:: Extrait fourni

2. Partie 1
Christophe Lemonnier : Dans les suppléments du DVD de DEAD END, il est dit que vous n'aviez pas tourné auparavant. Mais il semblerait que vous aviez monté votre propre société de production ? Qu'avez vous fait au sein de cette structure ? Des courts ? Des documentaires ?
Jean-Baptiste Andrea : Fabrice et moi avions monté cette structure avec un troisième ami pour tourner sans attendre que l'on nous en donne l'autorisation. Nous avons mis toutes nos économies dans une belle Betacam, à l'époque, et réalisé un pilote de série comique, d'humour très absurde, que personne ne nous avait demandé. Je dois avouer que je suis encore fier de l'écriture. Mais c'est vrai que techniquement, il y avait du progrès à faire! Nous avons donc revendu notre caméra et décidé de faire les choses de manière plus traditionnelle. Au final, ça n'a pas été le cas, vu que tous nos longs ont été refusés par le CNC et autres instances susceptibles de les financer, ce qui nous a poussé à faire le grand saut et tenter directement un long métrage.

::::
:: Données fournies

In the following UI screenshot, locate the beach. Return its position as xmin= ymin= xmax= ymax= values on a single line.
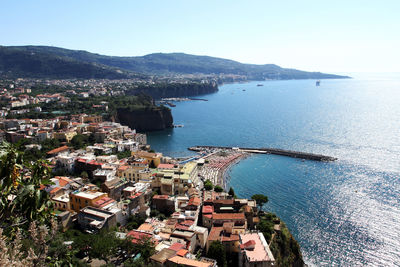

::::

Problème posé 1:
Indiquez si chacune des affirmations suivantes concorde avec l'extrait fourni, en répondant par oui ou par non et en citant les mots décisifs : (a) la société de production a été montée par trois personnes ; (b) les fondateurs ont conservé leur caméra Betacam ; (c) le CNC a financé leurs longs métrages.
Problème posé 2:
D'après l'extrait fourni, quel genre de pilote a été réalisé avec la Betacam ?
Problème posé 3:
Réécrivez tout ce qui va de « Jean-Baptiste Andrea : Fabrice » jusqu'à « un long métrage. » dans l'extrait fourni, en remplaçant « pilote » par « épisode ».

Solution du problème 1:
(a) Oui : « Fabrice et moi avions monté cette structure avec un troisième ami ».
(b) Non : « Nous avons donc revendu notre caméra ».
(c) Non : « tous nos longs ont été refusés par le CNC et autres instances susceptibles de les financer ».

Solution du problème 2:
Un pilote de série comique, d'humour très absurde.

Solution du problème 3:
Jean-Baptiste Andrea : Fabrice et moi avions monté cette structure avec un troisième ami pour tourner sans attendre que l'on nous en donne l'autorisation. Nous avons mis toutes nos économies dans une belle Betacam, à l'époque, et réalisé un épisode de série comique, d'humour très absurde, que personne ne nous avait demandé. Je dois avouer que je suis encore fier de l'écriture. Mais c'est vrai que techniquement, il y avait du progrès à faire! Nous avons donc revendu notre caméra et décidé de faire les choses de manière plus traditionnelle. Au final, ça n'a pas été le cas, vu que tous nos longs ont été refusés par le CNC et autres instances susceptibles de les financer, ce qui nous a poussé à faire le grand saut et tenter directement un long métrage.